Output the passage of the Jeri Redcorn biography starting with "In 2009, First" and going on through "death in 2017.".

> **EXCERPTED TEXT**
-*-

Jereldine "Jeri" Redcorn (born November 23, 1939) is an Oklahoman artist who single-handedly revived traditional Caddo pottery.

==Background==
Jereldine Redcorn was born on 23 November 1939 at the Indian Hospital in Albuquerque, New Mexico. Her father was Caddo, and her mother was Potawatomi. Redcorn grew up in Colony, Oklahoma, living on the allotment lands of her Caddo grandmother, Francis Elliot. Her tribal name is Bah-ha Nutte, meaning "River Woman." She graduated from Colony High School, then earned a Bachelor of Science degree from Wayland Baptist University in Plainview, Texas and her master's degree from the Pennsylvania State University in University Park, Pennsylvania.

==Revival==
In 1991, Redcorn and fellow members of the Caddo Cultural Club visited the Museum of the Red River in Idabel, Oklahoma. There they saw hundreds of precontact Caddo pots, which even the tribal elders were completely unfamiliar with. "That day we were so excited that we decided as a group, as a tribe, we would learn how to do it and make Caddo pottery once again," Redcorn said. Her brother taught her the basics of coiled pottery. With extreme difficulty, she learned burnishing and engraving techniques.

==Artwork==
In 1991, Redcorn began experimenting and teaching herself how to make pottery using traditional Caddo methods, which involve coiling the clay and incising for decoration. She uses metal or bone tools to incise her pots with ancestral Caddo designs and hand fires them, instead of using a commercial kiln. To add color, she rubs red clay into the incised designs.

==Collections==
Redcorn's pottery is found in several public collections, including the following:
- Bob Bullock Texas State History Museum
- Oklahoma History Center
- Smithsonian Institution National Museum of the American Indian, George Gustav Heye Center
- Smithsonian Institution National Museum of Natural History.

In 2009, First Lady Michelle Obama displayed a pot by Jeri Redcorn, Intertwining Scrolls, in the White House.

==Personal life==
Redcorn was married to Charles Redcorn, an Osage Nation author. Together, they lived in Norman, Oklahoma until his death in 2017.

-*-

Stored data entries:

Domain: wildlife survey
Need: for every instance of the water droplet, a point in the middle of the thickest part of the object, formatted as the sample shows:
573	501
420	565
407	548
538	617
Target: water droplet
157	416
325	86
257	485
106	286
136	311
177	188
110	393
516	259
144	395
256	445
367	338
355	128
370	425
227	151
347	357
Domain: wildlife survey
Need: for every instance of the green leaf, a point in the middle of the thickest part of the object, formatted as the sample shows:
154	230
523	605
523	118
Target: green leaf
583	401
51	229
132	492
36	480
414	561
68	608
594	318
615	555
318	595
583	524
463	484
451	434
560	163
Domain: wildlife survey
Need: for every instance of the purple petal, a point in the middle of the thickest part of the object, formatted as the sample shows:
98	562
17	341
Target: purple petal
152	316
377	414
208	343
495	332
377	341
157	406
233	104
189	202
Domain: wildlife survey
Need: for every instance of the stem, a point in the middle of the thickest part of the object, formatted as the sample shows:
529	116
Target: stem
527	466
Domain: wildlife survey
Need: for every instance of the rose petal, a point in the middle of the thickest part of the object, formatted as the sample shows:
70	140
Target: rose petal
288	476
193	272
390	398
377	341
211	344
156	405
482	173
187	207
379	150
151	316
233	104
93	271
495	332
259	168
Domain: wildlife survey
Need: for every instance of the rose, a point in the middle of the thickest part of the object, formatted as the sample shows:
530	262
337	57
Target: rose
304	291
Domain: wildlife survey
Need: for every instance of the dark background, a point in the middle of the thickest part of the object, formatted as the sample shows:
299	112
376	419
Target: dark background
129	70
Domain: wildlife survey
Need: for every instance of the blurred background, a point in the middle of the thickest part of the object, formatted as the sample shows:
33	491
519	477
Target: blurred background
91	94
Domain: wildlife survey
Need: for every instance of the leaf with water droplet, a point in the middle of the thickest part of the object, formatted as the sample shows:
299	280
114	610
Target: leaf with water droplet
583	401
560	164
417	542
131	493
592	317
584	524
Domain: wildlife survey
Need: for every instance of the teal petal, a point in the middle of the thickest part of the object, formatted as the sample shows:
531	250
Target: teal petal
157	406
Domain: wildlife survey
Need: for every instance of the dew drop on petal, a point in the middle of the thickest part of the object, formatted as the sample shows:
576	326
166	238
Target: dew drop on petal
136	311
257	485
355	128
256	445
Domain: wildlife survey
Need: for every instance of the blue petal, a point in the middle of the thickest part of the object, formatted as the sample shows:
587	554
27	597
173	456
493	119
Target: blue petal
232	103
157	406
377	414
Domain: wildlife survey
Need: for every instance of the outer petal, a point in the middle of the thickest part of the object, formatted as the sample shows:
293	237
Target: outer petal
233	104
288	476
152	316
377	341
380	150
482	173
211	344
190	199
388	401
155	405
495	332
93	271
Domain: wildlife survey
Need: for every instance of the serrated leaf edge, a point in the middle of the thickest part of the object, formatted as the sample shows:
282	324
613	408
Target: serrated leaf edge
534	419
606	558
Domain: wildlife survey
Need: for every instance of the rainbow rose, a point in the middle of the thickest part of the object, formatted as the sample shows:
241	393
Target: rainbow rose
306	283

-*-

> **TASK RESULT**
In 2009, First Lady Michelle Obama displayed a pot by Jeri Redcorn, Intertwining Scrolls, in the White House.

==Personal life==
Redcorn was married to Charles Redcorn, an Osage Nation author. Together, they lived in Norman, Oklahoma until his death in 2017.